• Problem to solve
Nothing in the data may be omitted; output it all verbatim.

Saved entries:
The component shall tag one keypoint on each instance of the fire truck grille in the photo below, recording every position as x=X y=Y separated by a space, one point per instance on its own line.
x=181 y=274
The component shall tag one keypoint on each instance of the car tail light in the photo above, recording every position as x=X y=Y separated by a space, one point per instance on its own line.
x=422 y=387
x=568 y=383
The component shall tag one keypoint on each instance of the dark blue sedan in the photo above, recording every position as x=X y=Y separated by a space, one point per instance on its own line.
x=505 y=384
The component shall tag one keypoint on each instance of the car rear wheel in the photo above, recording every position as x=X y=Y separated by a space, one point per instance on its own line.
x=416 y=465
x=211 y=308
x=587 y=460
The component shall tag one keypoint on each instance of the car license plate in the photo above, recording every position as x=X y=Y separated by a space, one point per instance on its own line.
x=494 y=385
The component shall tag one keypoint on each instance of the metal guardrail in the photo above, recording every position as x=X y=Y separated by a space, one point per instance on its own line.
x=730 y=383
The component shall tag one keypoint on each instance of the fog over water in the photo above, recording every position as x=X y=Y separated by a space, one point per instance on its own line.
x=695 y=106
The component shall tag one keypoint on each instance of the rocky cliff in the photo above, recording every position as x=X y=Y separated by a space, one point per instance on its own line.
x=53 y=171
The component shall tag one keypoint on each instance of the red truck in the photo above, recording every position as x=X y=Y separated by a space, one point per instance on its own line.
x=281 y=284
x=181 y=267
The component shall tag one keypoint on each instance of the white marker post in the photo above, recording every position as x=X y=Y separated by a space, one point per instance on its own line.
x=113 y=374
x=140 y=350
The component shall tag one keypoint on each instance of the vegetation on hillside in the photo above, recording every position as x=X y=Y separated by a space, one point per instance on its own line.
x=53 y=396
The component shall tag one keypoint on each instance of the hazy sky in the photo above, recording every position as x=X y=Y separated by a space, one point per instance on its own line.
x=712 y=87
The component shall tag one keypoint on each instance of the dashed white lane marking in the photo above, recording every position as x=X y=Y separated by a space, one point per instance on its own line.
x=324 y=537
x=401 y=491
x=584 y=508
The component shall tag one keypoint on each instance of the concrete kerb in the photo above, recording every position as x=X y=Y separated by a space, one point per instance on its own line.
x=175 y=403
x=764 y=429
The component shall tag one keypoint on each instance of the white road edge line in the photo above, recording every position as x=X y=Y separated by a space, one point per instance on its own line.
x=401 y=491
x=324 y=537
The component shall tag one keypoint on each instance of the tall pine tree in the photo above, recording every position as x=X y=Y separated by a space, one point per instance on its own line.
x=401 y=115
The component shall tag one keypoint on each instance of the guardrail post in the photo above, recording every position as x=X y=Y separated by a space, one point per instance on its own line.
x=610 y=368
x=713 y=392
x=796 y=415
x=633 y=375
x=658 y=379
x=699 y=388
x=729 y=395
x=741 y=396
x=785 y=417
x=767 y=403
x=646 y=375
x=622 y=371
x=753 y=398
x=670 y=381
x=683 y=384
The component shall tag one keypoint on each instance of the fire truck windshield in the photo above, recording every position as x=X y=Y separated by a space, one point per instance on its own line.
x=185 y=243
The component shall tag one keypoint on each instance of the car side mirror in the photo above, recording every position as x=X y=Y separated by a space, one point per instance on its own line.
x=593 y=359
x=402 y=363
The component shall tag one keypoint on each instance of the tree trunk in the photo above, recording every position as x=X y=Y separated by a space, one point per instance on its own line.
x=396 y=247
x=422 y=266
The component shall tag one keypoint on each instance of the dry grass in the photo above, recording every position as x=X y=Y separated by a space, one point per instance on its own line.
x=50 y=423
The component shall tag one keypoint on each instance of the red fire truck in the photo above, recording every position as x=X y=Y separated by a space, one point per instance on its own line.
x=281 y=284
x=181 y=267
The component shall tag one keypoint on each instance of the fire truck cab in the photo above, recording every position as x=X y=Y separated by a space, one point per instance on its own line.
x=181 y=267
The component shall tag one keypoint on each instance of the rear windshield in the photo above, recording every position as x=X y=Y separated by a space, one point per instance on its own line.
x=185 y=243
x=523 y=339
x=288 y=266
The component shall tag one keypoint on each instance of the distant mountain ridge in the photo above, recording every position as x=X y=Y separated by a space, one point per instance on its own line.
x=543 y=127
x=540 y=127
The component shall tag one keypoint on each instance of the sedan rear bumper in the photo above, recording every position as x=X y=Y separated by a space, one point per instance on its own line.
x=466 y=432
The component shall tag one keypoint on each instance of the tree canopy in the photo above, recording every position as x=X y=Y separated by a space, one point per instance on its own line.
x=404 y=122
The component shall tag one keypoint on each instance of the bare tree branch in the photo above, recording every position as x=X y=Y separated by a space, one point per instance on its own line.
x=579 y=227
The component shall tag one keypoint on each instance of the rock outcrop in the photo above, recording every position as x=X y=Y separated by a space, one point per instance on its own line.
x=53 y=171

• Output for this exercise
The component shall tag one keypoint on each instance of the fire truck grille in the photo below, recording every position as x=X y=Y separated by a space, one point per instance on its own line.
x=181 y=274
The component shall tag one keypoint on each instance of the car tail light in the photo above, recording every position as x=X y=Y separated by a space, one point per instance on its own line.
x=422 y=387
x=568 y=383
The component shall tag one keypoint on each instance of the dark blue sedan in the photo above, recording every position as x=X y=Y separated by a space, one point per instance on its own line.
x=505 y=384
The component shall tag one keypoint on each instance of the car rear wheel in the photo above, recording every position as x=X y=Y separated by a space, one point per instance on its own line.
x=416 y=465
x=211 y=308
x=587 y=460
The component shall tag one keypoint on each instance of the car license plate in the photo above, recording every position as x=X y=Y separated by a space, one point per instance on its own line.
x=494 y=385
The component shall tag one keypoint on each instance of the metal guardrail in the photo above, recording every position as x=X y=Y separated by a space, one point per instance on its own line.
x=730 y=383
The component shall tag one keypoint on each instance of the fog over water in the photo above, recording every position as x=X y=Y separated by a space, one point per instance on its own line.
x=695 y=106
The component shall tag one keypoint on each instance of the rocky cliff in the photo above, recording every position as x=X y=Y separated by a space, one point per instance on its own line.
x=53 y=171
The component shall tag one keypoint on each instance of the red truck in the photo above, recording every position as x=X y=Y separated by a space, one point per instance on its own line.
x=281 y=284
x=181 y=267
The component shall tag one keypoint on each instance of the white marker post in the photo above, recording every position as x=X y=Y separated by a space, one point per instance on its own line.
x=113 y=374
x=140 y=350
The component shall tag one keypoint on each instance of the vegetation on hillside in the photo above, recording every position as x=X y=Y separated by a space, one point per instance on its own line.
x=53 y=396
The component shall tag one keypoint on each instance of the hazy sky in the photo above, recording every position as x=X y=Y separated by a space, one point per instance on its own line.
x=712 y=87
The component shall tag one keypoint on each instance of the dashed white lane marking in the photo above, recording every position as x=X y=Y separated by a space, one point per instance on its own line.
x=324 y=537
x=401 y=491
x=584 y=508
The component shall tag one keypoint on each instance of the concrete kerb in the photo above, recording every position as x=X y=Y separated by a space, one point per instance on its own line.
x=175 y=403
x=764 y=429
The component shall tag one keypoint on each instance of the white road edge line in the photo above, recording every position as x=X y=Y separated by a space, one point per instance on its own line.
x=401 y=491
x=324 y=537
The component shall tag one keypoint on each instance of the tall pine tree in the photo above, recording every position as x=X y=Y separated by a space, one point per instance on its own line.
x=401 y=115
The component shall tag one keypoint on each instance of the guardrail post in the photo above, recording every position as x=X y=Y separated by a space, one point per instance on its own line.
x=610 y=368
x=713 y=392
x=796 y=415
x=633 y=375
x=658 y=379
x=699 y=388
x=729 y=395
x=741 y=396
x=785 y=417
x=767 y=403
x=646 y=375
x=622 y=371
x=753 y=398
x=670 y=381
x=683 y=384
The component shall tag one keypoint on each instance of the fire truck windshield in the photo above, recording every position as x=X y=Y separated by a space, one point per instance on its own line.
x=185 y=243
The component shall tag one keypoint on each instance of the car side mirror in the photo above, recording every position as x=X y=Y separated by a space, one point per instance on its own line.
x=593 y=359
x=402 y=363
The component shall tag one keypoint on each instance of the tree trunk in the photo above, recording every position as x=X y=Y separated by a space, one point per instance on its own line.
x=396 y=247
x=422 y=266
The component shall tag one keypoint on each instance of the dry grass in the photo above, recording every position as x=X y=Y separated by a space, one point per instance on its own line.
x=50 y=423
The component shall tag one keypoint on each instance of the red fire truck in the photo above, recording every position as x=X y=Y separated by a space, one point per instance on its own line.
x=281 y=284
x=181 y=267
The component shall tag one keypoint on each instance of the fire truck cab in the photo above, recording every position as x=X y=Y separated by a space, one point per instance on its own line.
x=181 y=267
The component shall tag one keypoint on each instance of the rear windshield in the photo above, recording every position as x=X y=Y separated by a space, one point per instance on its own line.
x=185 y=243
x=523 y=339
x=288 y=266
The component shall tag one keypoint on each instance of the distant mountain ridge in the photo above, recording every position as x=X y=Y separated by a space, one point per instance on its own line.
x=543 y=127
x=540 y=127
The component shall tag one keypoint on each instance of the sedan rear bumper in the photo above, recording every position as x=X y=Y separated by a space, one point per instance on its own line.
x=466 y=432
The component shall tag one keypoint on each instance of the tree canopy in the photo above, recording every position as x=X y=Y separated by a space, one point per instance on its own line.
x=404 y=122
The component shall tag one keypoint on each instance of the bare tree branch in the photo above, recording every position as x=X y=Y separated by a space, one point per instance on its own line.
x=579 y=227
The component shall tag one keypoint on each instance of the rock outcrop in the photo above, recording every position as x=X y=Y separated by a space, one point per instance on its own line.
x=53 y=171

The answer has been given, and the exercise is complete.